■ TEXT EXCERPT:
○ ○ ○ ○

Wednesday, December 20, 2006

Corporate Fictions

So we had some training last week. The topic isn't really that important, but I kept hearing the trainer stressing a word that comprises a corporate fiction and always grinds my gears - that word is "team".

Let me just say it: a workforce is not a "team". There is no way that the group that comprises an entire company can any way be thought of as a team. If language is a virus, there are plenty of words and phrases used in corporations that are a plague and serve no other function but to cloud thought, ala Orwell. No amount of bullshit and constant reiteration is going to make a thinking person believe that this is an apt comparison.

1. People aren't compensated the same, and even if the "team" "wins", the "team owner", "head coach" and "assistant coaches" (AKA board members, CxOs, VPs, executives) run off with the lion's share of the compensation, even if many "star players" do most of the real work. I realize that in sports, compensation is not equal either, but clear performance is tied to clear compensation over the long haul.

2. No independent parties are measuring all the stats of all the "team" members, so there's another hole in this stupid analogy.

3. CxOs, etc. are often included in this nebulous and silly idea of a "team". Again, stretching this analogy that was only barely believable in the first place beyond the point of farce.

○ ○ ○ ○

■ WORK REQUEST A: Which word, repeatedly stressed by the trainer, does the author of the blog post on corporate fictions object to?
■ WORK REQUEST B: Write the next part of the blog post on corporate fictions, beginning after its third numbered point.
The lines that follow the blog post on corporate fictions are unrelated material.

■ EXTRACTED ENTRIES:
○ ○ ○ ○

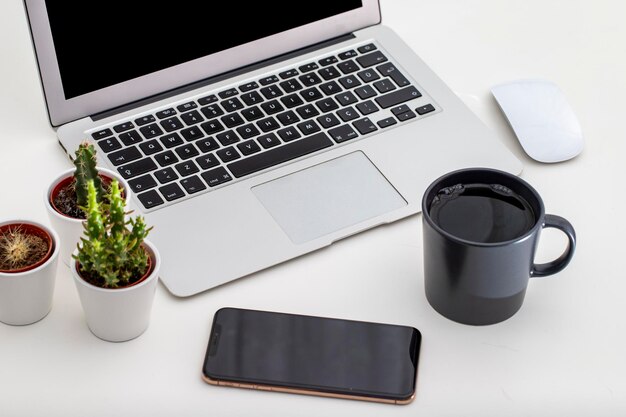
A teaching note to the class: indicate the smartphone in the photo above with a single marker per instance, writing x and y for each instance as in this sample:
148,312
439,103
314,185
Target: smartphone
312,355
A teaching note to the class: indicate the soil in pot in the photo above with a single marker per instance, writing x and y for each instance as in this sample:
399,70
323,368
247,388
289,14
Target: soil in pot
23,247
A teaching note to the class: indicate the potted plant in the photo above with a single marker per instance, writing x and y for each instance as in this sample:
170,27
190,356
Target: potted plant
67,195
115,269
28,257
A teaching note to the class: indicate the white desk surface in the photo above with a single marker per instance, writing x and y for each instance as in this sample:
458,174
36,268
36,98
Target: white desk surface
563,353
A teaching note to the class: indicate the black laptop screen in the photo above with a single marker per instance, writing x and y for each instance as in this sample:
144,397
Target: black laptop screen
102,43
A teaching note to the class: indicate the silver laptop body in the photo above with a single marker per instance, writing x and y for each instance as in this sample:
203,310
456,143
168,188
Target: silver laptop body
254,221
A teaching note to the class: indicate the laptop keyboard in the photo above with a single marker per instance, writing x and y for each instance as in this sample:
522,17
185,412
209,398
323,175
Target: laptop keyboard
211,141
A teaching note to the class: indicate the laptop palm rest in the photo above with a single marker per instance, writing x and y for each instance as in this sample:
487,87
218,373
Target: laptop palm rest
328,197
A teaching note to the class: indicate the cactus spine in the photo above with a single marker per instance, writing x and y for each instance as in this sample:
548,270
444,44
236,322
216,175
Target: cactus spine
85,163
111,254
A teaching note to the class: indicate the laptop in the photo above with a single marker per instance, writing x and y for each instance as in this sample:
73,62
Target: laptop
250,137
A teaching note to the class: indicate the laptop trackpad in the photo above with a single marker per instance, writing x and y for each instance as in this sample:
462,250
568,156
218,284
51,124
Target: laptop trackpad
328,197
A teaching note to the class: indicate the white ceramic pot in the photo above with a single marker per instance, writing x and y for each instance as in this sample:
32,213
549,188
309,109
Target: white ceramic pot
117,315
71,229
26,297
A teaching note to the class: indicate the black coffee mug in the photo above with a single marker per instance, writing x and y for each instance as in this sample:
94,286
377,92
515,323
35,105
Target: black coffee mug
481,228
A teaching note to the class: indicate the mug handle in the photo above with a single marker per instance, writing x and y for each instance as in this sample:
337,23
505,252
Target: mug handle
549,268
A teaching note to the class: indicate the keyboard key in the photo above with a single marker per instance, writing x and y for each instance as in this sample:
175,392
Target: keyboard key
328,120
309,80
142,183
329,73
309,127
101,134
342,133
269,80
186,168
232,120
371,59
347,114
207,145
248,131
216,176
248,147
187,151
288,117
163,114
151,130
308,67
272,107
212,111
144,120
137,168
347,55
268,124
398,97
327,61
268,141
187,106
349,82
248,86
150,199
348,67
391,71
151,147
367,107
125,156
289,133
207,161
109,145
252,113
307,111
232,104
368,75
123,127
251,98
228,93
192,184
171,124
288,74
166,175
212,126
192,133
311,94
191,118
207,100
172,192
384,86
389,121
280,154
425,109
227,138
364,126
166,158
171,140
130,138
367,48
330,88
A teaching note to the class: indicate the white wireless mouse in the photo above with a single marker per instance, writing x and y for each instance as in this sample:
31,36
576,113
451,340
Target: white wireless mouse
541,118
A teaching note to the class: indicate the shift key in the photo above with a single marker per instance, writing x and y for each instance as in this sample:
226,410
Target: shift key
396,97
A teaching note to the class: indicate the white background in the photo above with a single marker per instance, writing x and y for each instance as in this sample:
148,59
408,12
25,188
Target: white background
563,353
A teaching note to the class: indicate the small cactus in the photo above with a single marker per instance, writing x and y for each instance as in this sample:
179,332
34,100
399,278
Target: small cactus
85,163
111,254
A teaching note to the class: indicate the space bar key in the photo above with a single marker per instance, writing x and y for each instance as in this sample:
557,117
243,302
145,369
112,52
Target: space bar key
280,154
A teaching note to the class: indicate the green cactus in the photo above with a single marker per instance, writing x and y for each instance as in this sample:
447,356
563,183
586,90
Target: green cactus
111,254
85,163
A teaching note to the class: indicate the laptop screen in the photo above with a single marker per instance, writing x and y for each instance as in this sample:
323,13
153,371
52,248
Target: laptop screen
117,40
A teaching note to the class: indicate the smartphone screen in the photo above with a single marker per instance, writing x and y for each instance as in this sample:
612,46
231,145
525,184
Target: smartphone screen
313,355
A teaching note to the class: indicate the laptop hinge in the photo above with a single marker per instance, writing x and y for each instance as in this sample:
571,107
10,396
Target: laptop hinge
220,77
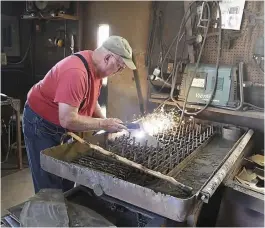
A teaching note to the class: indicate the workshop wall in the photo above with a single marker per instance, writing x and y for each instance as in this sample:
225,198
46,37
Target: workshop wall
18,79
15,78
130,20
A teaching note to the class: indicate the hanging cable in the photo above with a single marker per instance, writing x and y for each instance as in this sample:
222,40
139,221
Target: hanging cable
25,55
198,60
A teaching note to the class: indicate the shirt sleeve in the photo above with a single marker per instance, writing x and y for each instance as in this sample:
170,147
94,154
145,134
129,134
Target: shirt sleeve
72,87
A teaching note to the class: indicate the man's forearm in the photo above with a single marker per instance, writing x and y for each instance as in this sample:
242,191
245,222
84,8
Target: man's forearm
98,112
84,123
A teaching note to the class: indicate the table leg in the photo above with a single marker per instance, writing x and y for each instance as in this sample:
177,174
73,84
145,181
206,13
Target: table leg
19,148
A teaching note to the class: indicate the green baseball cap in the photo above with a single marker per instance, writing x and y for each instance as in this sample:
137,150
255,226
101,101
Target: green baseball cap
120,46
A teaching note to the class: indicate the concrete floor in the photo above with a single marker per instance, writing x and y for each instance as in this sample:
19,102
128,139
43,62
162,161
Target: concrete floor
15,189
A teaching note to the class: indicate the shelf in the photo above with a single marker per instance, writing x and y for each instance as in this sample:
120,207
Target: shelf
57,17
249,114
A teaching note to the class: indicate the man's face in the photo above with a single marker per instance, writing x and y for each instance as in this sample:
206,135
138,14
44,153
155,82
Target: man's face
112,64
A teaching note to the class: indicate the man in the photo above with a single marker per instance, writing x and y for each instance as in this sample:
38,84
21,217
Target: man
66,100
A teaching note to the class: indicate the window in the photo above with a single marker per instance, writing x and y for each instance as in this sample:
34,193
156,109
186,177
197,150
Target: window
103,34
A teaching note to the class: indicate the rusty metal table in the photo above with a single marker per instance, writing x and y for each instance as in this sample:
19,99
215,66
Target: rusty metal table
15,104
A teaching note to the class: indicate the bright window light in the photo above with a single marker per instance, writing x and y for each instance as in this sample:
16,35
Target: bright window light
104,110
103,34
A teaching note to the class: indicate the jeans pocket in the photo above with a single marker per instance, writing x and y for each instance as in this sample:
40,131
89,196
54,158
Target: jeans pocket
44,129
28,128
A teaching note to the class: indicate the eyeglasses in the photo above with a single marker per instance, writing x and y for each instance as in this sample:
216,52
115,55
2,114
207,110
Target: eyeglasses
121,65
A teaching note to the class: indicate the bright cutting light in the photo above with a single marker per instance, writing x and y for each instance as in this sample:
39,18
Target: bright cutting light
103,34
139,134
158,122
104,110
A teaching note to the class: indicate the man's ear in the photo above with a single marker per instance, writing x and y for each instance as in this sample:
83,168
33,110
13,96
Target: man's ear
107,57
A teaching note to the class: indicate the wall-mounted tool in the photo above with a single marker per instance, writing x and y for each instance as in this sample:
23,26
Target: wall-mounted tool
72,47
59,39
229,82
258,55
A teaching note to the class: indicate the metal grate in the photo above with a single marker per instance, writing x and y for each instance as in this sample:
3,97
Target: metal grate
174,145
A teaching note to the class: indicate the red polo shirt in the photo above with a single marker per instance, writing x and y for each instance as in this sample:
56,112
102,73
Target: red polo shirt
67,82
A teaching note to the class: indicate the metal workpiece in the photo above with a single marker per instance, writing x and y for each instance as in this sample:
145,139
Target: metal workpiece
213,184
191,153
173,146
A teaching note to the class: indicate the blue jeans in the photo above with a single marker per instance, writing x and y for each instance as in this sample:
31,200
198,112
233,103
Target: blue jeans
39,134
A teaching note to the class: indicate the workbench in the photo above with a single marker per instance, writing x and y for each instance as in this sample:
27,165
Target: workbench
15,104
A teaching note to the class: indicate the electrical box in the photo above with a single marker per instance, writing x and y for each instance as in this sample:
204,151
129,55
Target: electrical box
203,84
3,59
10,35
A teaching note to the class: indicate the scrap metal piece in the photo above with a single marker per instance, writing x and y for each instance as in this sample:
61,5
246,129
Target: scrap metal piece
81,216
47,208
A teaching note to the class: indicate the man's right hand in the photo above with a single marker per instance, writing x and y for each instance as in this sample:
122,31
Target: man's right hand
112,125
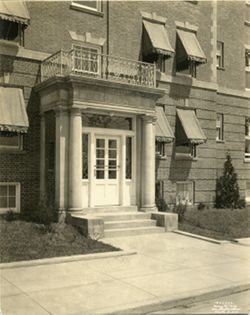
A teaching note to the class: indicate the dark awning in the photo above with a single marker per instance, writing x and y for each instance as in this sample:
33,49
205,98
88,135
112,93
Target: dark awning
192,46
15,11
191,127
163,131
158,38
13,115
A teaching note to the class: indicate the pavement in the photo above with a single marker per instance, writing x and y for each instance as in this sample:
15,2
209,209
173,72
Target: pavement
168,270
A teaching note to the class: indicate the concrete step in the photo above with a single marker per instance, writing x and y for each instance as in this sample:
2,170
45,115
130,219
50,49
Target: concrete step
124,216
107,209
128,224
133,231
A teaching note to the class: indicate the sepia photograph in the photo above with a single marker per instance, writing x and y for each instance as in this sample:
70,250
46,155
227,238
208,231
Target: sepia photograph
124,157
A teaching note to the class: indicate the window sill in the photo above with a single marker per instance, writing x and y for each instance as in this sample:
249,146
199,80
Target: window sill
186,157
86,10
12,151
220,141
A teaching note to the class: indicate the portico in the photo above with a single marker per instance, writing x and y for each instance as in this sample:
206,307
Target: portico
104,143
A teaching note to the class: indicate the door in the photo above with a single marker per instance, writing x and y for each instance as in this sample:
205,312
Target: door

○ ○ ○ ○

■ EXPECTED ANSWER A: The word "team."

■ EXPECTED ANSWER B:
Here's another fiction - when some individuals at some companies behave as if technical staff (i.e., developers) cannot understand "business". This is truly absurd. Virtually anyone adult can understand financial matters - doesn't everyone balance a checkbook? I'm not saying that technical staff would necessarily excel at business or would even want to, and the "want to" is the driving part. Let's make a deal - I won't pretend what I do is some Great Mystery if these lunkheads that are doing basic math to balance the books or come up with a business plan don't pretend they are doing something Grand and Mysterious that mere mortal "technical staff" cannot understand. Remember, business courses and the like are what failed computer science people usually end up majoring in. I've never seen a failed business major drop out and take engineering or computer science.